In addition to these general goals, the Department of Economics has a number of particular goals. Different courses contribute to these goals in different ways, and most courses will be directed toward only a subset of these goals. Yet the combination of the general goals of the College of Liberal Arts and the particular goals of the Department of Economics helps us organize our curriculum and develop our individual courses in ways that will be of greatest value to our students. The particular goals of the Department of Economics include (in an order that does not imply an order of importance) the following:
- We want our students to understand economics as a social science. Economics deals with the relations that develop among people in their efforts to meet their material needs. Its focus is on the social relations surrounding the problems of the allocation of scarce resources, production, exchange, and distribution. Furthermore, in their efforts to deal with these economic problems, people affect and are affected by a wide range of social and political phenomena. Thus the understanding of economic issues should be embedded in a broad approach to social analysis.
- We want our students to develop a familiarity with the basic methods of economic analysis and to be able to apply these methods in their own efforts to analyze economic issues. For us, the basic methods of economic analysis include the following:
Understanding economic choices in terms of alternatives. Whether in explaining why people make the economic choices that they do or in attempting to determine optimal economic choices in various situations, it is useful to view alternatives in comparison with one another and recognize that the value of a particular choice can be understood in terms of its comparison with the other opportunities that exist. In this way of approaching choices, the concept of "opportunity cost" is especially helpful; opportunity cost defines the cost of a particular choice in terms of the losses incurred by not choosing the next best alternative.
Understanding economic choices as attempts to maximize subject to constraints. Much economic analysis is concerned with the general problem of how economic actors -- individuals, groups, firms, governments -- try to obtain their goals when they are constrained by scarce resources. The very fact that they "can't have it all" forces them to make choices among alternative goals and among alternative ways to achieve these goals. Understanding how these choices are made -- how economic actors maximize subject to constraints -- generates useful insights about economic behavior.
_ _ _
* _STATED GOAL 1_
In the passage on economics goals, how is opportunity cost defined?
* _STATED GOAL 2_
Please rewrite the part of the passage on economics goals that opens with the words containing "Understanding economic choices as" and closes with "about economic behavior.", swapping "economic actors" for "market participants".
* _STATED GOAL 3_
Carry on the passage on economics goals, writing what follows its final sentence.
The lines that come next have no connection to the passage on economics goals.

* _DATA PROVIDED_
_ _ _
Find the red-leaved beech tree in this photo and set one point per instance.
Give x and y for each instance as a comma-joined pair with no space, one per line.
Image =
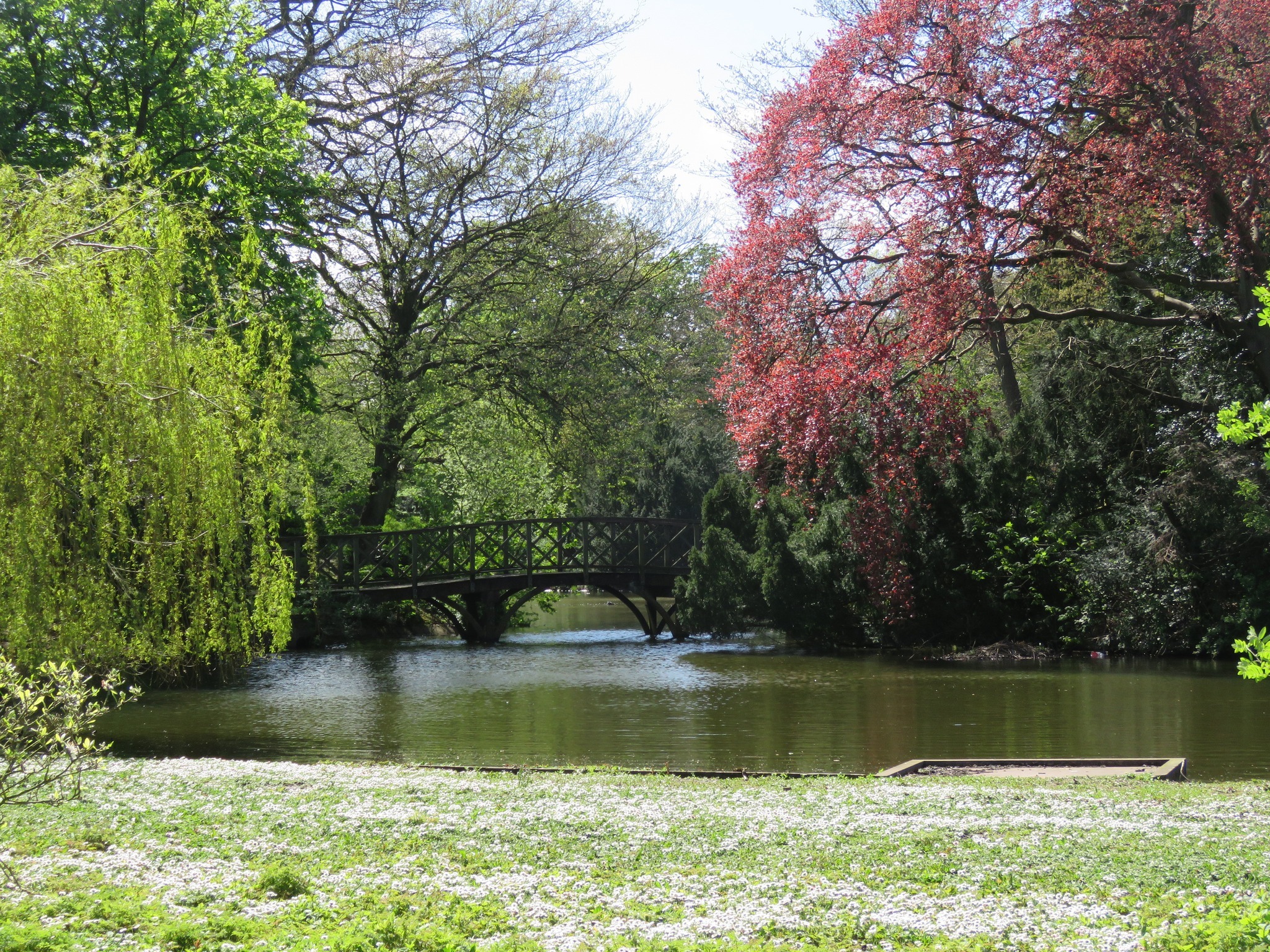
_ _ _
* _EXERCISE RESPONSE 1_
It defines the cost of a particular choice in terms of the losses incurred by not choosing the next best alternative.

* _EXERCISE RESPONSE 2_
Understanding economic choices as attempts to maximize subject to constraints. Much economic analysis is concerned with the general problem of how market participants -- individuals, groups, firms, governments -- try to obtain their goals when they are constrained by scarce resources. The very fact that they "can't have it all" forces them to make choices among alternative goals and among alternative ways to achieve these goals. Understanding how these choices are made -- how market participants maximize subject to constraints -- generates useful insights about economic behavior.

* _EXERCISE RESPONSE 3_
Understanding trade-offs. Viewing economic choices in terms of alternatives and as attempts to maximize subject to constraints leads directly to the fact that different goals may be in conflict with one another. Both economic behavior and economic policy confront the need for trade-offs among conflicting goals. How much of one desirable thing must be sacrificed in order to obtain more of another desirable thing? What determines the extent and nature of these trade-offs? When can trade-offs be transformed into complementarities? These sorts of questions and the insights that arise from them are an important part of economics, in problems ranging from personal choices among stereo systems with different sets of features to political choices among economic policies that affect inflation, employment, income distribution, and economic growth.
Understanding economic behavior in terms of responses to incentives. In understanding a wide range of human behavior it is often useful to focus attention on the particular motivating factors, the incentives, that lead people to act in a particular manner. Actions that are difficult to explain sometimes become clear when the relevant incentives are identified, and the development of economic policy often involves a search for the appropriate incentives and ways for policy makers to affect them. Economics gives special attention to material incentives -- e.g., wages, taxes, and profits. These material incentives are important, but the most effective economic analysis does not isolate them from other factors that influence people's behavior.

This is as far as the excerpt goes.